Goal of the exercise:
Every line of the data is to be transcribed as it stands.

Available records:
────────────────────────────────────────
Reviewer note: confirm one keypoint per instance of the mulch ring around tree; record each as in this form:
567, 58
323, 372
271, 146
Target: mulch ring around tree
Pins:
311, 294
────────────────────────────────────────
Solution to the exercise:
Reviewer note: confirm one keypoint per instance of the mulch ring around tree; record each as in this form:
567, 58
323, 372
271, 146
Target: mulch ring around tree
Pins:
311, 294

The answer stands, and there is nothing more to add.